*EXERCISE PROMPT*.
Print exactly the lines from the one containing "of the circular" through the last line of the listing, both included.

*RECORDS FOR THIS TASK*.
- - -
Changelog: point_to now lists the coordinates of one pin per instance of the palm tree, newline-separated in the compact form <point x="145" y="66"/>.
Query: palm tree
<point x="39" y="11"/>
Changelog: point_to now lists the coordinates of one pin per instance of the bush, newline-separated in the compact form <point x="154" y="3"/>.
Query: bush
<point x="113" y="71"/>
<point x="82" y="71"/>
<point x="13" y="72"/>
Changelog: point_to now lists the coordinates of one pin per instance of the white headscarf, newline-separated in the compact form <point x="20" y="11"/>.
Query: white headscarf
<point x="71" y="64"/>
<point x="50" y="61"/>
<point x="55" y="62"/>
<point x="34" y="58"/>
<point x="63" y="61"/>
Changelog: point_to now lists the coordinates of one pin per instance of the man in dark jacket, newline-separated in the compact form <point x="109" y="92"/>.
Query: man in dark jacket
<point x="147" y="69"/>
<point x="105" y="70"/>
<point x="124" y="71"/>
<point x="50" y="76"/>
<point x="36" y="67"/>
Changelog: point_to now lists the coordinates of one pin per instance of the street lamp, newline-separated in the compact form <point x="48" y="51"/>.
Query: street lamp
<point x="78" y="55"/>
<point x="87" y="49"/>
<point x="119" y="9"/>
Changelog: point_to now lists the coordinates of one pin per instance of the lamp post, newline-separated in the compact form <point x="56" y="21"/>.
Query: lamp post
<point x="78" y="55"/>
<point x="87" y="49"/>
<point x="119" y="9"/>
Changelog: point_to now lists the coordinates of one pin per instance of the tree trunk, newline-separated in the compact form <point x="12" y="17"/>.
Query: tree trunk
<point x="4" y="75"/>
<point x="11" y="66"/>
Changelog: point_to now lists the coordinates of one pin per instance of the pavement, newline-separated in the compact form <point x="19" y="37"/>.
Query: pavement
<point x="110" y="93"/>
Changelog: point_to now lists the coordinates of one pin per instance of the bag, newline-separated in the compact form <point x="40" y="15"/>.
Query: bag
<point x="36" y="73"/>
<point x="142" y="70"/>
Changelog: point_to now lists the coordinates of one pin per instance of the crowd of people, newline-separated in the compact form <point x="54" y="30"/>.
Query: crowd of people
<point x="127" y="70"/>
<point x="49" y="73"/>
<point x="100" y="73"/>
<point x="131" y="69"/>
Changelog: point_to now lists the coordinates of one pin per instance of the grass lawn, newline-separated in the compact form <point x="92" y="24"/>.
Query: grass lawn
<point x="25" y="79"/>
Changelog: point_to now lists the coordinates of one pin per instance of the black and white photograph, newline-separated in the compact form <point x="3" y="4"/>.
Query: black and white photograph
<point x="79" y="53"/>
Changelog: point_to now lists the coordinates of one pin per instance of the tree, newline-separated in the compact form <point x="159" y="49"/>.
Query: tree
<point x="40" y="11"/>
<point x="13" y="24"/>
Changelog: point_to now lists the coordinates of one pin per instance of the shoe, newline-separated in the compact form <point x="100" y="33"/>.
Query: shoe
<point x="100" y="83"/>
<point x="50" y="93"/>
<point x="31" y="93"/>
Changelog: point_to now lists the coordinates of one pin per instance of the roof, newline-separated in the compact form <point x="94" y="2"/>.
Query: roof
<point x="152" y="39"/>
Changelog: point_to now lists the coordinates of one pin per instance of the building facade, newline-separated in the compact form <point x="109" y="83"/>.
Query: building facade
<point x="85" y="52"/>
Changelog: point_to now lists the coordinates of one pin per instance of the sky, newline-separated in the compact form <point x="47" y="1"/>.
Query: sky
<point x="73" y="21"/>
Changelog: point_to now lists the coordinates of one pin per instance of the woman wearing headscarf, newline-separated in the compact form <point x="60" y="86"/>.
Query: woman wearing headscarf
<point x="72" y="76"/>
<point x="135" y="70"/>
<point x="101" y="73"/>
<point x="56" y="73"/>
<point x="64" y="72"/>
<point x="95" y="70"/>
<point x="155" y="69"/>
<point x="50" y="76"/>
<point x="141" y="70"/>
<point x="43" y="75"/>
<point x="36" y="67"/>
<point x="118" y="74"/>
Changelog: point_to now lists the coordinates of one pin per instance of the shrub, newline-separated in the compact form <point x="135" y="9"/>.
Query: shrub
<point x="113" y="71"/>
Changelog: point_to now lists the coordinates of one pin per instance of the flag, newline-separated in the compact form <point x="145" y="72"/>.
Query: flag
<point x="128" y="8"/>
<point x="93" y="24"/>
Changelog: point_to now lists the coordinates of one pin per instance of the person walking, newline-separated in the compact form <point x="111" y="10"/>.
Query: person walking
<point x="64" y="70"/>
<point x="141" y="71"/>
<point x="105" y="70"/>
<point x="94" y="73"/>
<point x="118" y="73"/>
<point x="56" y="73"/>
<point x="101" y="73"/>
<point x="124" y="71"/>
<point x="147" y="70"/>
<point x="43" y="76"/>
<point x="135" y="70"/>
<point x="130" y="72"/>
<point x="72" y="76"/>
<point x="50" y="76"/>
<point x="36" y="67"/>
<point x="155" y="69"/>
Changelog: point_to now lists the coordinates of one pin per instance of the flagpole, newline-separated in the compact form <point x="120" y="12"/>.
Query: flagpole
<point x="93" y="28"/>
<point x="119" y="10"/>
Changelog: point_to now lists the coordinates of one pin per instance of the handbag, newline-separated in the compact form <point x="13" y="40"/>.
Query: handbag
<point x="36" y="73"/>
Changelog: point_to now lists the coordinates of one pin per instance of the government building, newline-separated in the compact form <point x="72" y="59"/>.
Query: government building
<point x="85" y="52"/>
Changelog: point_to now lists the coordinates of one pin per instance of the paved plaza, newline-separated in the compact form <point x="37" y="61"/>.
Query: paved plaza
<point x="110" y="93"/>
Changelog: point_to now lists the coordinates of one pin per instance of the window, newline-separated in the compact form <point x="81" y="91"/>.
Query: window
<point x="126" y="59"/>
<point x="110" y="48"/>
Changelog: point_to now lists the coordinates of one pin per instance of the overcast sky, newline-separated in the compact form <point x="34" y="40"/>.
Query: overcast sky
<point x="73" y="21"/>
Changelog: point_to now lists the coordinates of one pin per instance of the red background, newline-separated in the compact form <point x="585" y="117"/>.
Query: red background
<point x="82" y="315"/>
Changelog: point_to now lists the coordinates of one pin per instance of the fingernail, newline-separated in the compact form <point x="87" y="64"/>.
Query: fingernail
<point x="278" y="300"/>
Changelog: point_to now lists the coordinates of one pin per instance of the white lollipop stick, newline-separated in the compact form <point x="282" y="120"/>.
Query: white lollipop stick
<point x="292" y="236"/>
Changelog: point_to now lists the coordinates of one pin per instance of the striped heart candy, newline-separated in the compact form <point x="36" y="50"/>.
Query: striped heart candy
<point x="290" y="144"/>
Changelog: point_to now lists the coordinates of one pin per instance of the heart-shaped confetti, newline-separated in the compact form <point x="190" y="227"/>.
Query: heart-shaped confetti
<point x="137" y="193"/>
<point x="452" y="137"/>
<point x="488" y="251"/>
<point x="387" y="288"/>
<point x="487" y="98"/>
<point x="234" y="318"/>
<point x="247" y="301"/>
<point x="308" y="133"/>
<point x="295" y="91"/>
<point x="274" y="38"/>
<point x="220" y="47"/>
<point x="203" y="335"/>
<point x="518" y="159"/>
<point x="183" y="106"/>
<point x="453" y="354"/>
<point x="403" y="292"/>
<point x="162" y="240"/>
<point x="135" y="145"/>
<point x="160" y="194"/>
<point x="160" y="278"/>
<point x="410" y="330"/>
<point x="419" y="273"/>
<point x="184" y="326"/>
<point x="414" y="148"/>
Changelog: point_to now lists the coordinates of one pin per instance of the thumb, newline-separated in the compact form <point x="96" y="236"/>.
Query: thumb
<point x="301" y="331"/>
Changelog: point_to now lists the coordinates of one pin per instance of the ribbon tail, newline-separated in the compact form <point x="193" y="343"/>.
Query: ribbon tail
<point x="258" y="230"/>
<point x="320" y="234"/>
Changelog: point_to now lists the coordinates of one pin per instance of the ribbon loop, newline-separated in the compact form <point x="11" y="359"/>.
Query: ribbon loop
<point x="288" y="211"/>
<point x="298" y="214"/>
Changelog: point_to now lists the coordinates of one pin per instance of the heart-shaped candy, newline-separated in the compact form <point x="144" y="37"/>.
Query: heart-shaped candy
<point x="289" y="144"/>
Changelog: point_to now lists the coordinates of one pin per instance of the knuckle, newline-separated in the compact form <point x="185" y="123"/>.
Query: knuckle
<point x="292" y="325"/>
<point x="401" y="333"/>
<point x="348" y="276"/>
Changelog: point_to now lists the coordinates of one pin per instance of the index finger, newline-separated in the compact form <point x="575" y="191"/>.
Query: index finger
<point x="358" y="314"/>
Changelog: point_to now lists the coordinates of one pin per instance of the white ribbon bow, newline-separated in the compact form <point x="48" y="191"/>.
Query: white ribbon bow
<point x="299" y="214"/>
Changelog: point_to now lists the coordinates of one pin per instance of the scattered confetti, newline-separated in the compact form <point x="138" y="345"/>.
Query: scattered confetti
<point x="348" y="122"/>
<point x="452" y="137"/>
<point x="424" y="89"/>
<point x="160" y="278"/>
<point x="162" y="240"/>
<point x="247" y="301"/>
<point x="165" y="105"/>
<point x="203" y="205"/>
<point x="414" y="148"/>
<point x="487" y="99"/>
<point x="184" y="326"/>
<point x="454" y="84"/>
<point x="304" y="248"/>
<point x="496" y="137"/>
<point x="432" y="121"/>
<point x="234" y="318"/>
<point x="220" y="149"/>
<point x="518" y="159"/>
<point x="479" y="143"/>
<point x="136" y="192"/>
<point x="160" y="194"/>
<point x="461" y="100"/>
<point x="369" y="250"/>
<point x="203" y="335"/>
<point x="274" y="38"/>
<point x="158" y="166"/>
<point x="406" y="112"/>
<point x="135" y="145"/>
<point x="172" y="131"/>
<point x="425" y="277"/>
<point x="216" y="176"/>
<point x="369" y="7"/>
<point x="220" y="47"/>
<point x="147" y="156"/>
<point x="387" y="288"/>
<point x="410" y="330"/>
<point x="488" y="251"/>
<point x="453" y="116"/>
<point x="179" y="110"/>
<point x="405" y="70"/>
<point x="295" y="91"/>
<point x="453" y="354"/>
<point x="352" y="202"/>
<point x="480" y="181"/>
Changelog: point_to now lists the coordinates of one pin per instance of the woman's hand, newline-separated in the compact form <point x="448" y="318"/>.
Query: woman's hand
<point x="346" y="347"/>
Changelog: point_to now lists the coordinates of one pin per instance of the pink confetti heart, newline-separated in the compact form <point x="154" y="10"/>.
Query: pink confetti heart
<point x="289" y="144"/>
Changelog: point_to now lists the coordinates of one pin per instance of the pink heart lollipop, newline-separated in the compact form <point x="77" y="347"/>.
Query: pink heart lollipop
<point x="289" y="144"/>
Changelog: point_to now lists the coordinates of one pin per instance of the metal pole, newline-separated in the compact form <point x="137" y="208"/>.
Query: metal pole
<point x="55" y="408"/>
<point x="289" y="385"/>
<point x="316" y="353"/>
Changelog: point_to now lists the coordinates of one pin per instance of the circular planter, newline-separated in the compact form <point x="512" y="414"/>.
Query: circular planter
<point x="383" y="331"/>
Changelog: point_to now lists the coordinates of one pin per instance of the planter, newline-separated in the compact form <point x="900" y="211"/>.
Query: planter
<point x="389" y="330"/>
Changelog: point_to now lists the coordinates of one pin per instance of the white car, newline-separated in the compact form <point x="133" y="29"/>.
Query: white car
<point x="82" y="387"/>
- - -
*EXPECTED ANSWER*.
Changelog: point_to now lists the coordinates of one pin per instance of the circular planter, newline-separated in the compact form <point x="512" y="414"/>.
Query: circular planter
<point x="383" y="331"/>
Changelog: point_to now lists the coordinates of one pin per instance of the planter, newline-separated in the compact form <point x="900" y="211"/>.
Query: planter
<point x="389" y="330"/>
Changelog: point_to now lists the coordinates of one pin per instance of the white car, newline-separated in the compact form <point x="133" y="29"/>.
Query: white car
<point x="82" y="387"/>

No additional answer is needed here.